** ACTIVITIES **
[1] From the text about living in Chame, list every challenge of living there that it names.
[2] According to the text about living in Chame, how large is the district of Chame, and how many corregimientos does it include?

** SUPPLIED TEXT **
■ ■ ■ ■ ■ ■ ■

Being from Vancouver, Canada, I’m used to seeing the Pacific Ocean every day. In my area of Panama City, though, I rarely catch a glimpse of it, let alone get the chance to dip my toes in the water.
Whenever the constant concrete of the city starts to get to me, I like to escape to the beach, usually heading to familiar and close-by Coronado. However, I recently went on an adventure… I got to know a different stretch of Panama’s Pacific beaches and was pleasantly surprised by what I found.
Chame is a quieter alternative to Panama’s expat-populated City Beaches area, and it has a lot to offer… natural diversions ranging from white-sand beaches and kitesurfing to national parks and bird-watching to canyon-swimming and cliff-jumping.
Chame is both the name of the district and the town. The district of Chame, part of the Panama Oeste Province, comprises 353 square kms and 11 corregimientos (or small towns). These hamlets offer the ultimate relaxation—traditional, sleepy hamaca living—but for most expats, they are just names on a map.
The town of Chame is inland. Many pass through it on their way to the City Beaches area and don’t even realize they are entering a town. The good news is this lack of interest means much cheaper real estate prices than in neighboring expat hot spot Nueva Gorgona, for instance.
After speaking to several locals (both Panamanian and expat), I got the impression that there are three main population groups in Chame:
- Middle-class locals and expats.
- Weekenders from the city.
The last two categories are transient groups, perpetually coming and going, while the first is permanent. All three groups buy Chame’s real estate. In particular, the expat contingent of the permanent population chooses Chame because it’s a quieter alternative to the big city.
Benefits Of Living In Chame
- Real estate is cheap. It’s a buyer’s market, and owners who have had their houses on the market for years will accept far less than what they paid for (especially for cash offers)—great if you’re a buyer and want a place to hang your hat.
- Close to nature. Unless you opt to live in a manicured gated community, you’ll likely live surrounded by jungle and in the heart of outdoor activities such as hiking, bird-watching, surfing, fishing…
- Small-town feel. The population of permanent residents is small and spread out. The isolation draws people together, and you’ll likely get to know everyone in your area if you participate in one of the community groups.
- No traffic. Especially for those coming from Panama City, this is a huge draw.
- Close enough to the city for major needs. The lack of entertainment options and certain amenities could likely go unnoticed with Panama City only an hour-or-so’s drive away.
Challenges Of Living Here
- Not super kid-friendly. Your kids can enjoy the outdoors, but aside from a jiujitsu school, there are few team sports, organized leagues, or group extracurricular activities. One expat lamented the lack of daycares, pediatricians, and maternity wards.
- Power outages. Power comes and goes without rhyme or reason.
- Water struggles. Some areas struggle with water outages. Know what type of system you’re on before buying property.
- Pollution. Seeing trash on roads and beaches is disappointing but part of life here.

■ ■ ■ ■ ■ ■ ■

** LISTED ENTRIES **
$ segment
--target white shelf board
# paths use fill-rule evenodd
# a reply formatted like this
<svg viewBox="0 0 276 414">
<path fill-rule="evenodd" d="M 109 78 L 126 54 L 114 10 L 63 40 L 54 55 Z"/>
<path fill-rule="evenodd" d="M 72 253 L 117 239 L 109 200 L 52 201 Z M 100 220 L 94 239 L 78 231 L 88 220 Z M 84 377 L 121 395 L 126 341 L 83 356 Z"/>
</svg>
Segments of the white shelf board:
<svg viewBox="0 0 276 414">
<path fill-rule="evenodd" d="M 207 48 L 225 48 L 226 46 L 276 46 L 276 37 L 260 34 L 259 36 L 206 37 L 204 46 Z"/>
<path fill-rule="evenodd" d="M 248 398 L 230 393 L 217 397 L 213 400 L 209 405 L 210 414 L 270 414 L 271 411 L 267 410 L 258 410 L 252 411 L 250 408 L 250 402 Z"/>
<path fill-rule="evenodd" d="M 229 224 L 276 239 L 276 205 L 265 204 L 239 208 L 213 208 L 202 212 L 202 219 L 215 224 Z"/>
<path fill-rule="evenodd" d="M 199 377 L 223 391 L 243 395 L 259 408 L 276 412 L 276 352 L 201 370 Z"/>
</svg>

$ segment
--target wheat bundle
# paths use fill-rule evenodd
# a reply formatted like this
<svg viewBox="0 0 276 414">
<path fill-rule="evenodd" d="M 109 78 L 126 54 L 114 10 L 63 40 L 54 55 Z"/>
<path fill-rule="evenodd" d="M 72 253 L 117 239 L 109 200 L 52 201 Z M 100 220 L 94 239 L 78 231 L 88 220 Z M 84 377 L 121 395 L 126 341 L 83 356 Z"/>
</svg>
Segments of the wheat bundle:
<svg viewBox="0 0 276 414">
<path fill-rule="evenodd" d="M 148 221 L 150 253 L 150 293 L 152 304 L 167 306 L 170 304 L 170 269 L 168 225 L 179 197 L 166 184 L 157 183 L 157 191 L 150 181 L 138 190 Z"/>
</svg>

■ ■ ■ ■ ■ ■ ■

** RESULTS FOR EACH TASK **
[1]
- Not super kid-friendly
- Power outages
- Water struggles
- Pollution

[2] The district covers 353 square kilometers and includes 11 corregimientos.